> _Problem requirements_: Pull out each line in the data below that contains the word "wooden", and list those lines in the order they appear.

> _Excerpts from point annotation data_:
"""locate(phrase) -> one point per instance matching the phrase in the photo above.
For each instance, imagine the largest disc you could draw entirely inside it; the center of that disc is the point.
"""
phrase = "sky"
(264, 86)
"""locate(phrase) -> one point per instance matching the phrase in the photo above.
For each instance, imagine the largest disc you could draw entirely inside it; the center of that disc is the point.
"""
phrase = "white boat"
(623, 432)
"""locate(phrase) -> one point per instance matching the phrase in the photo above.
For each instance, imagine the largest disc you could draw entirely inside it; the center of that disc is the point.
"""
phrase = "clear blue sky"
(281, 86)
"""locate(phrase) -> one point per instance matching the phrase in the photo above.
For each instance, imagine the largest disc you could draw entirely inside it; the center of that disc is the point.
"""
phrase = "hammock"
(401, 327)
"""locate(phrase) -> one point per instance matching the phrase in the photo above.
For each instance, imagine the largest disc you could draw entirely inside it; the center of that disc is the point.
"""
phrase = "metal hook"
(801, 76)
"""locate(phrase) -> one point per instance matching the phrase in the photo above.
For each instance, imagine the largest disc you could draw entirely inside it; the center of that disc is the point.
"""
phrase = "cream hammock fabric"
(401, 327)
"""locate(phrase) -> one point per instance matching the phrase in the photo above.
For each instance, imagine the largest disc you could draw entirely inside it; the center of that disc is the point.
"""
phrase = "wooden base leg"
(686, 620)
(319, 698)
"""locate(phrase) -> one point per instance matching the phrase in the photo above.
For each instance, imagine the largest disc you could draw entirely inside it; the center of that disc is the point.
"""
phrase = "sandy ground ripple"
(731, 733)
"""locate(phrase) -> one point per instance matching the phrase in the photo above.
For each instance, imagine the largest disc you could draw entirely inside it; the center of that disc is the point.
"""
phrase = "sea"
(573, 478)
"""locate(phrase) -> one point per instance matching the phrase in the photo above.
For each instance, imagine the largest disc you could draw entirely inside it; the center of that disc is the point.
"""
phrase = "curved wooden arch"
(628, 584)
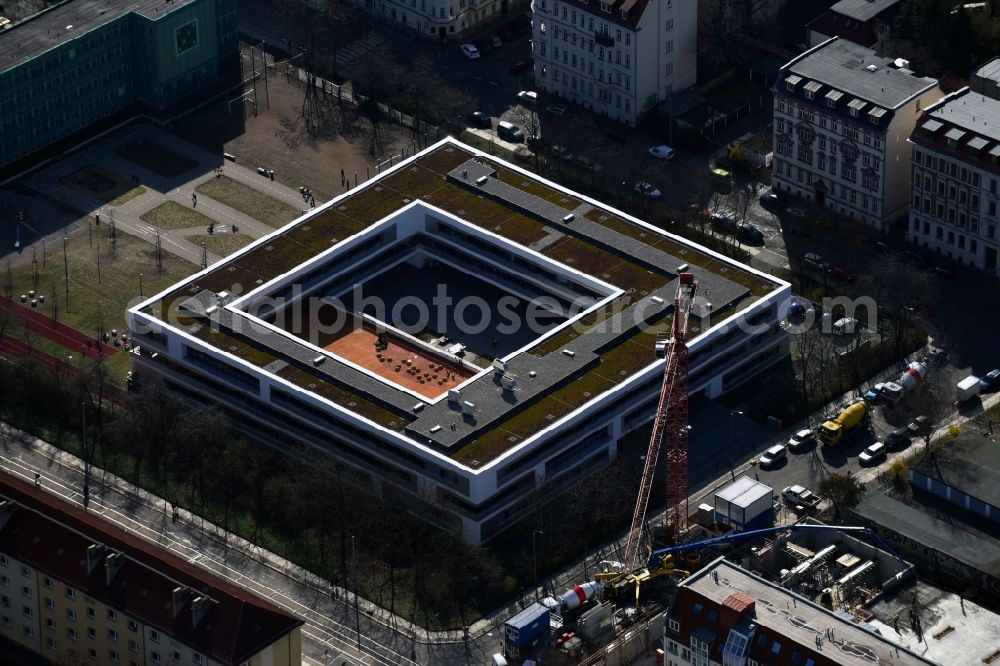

> _Full solution_:
phrase = "wooden base leg"
phrase = "curved wooden arch"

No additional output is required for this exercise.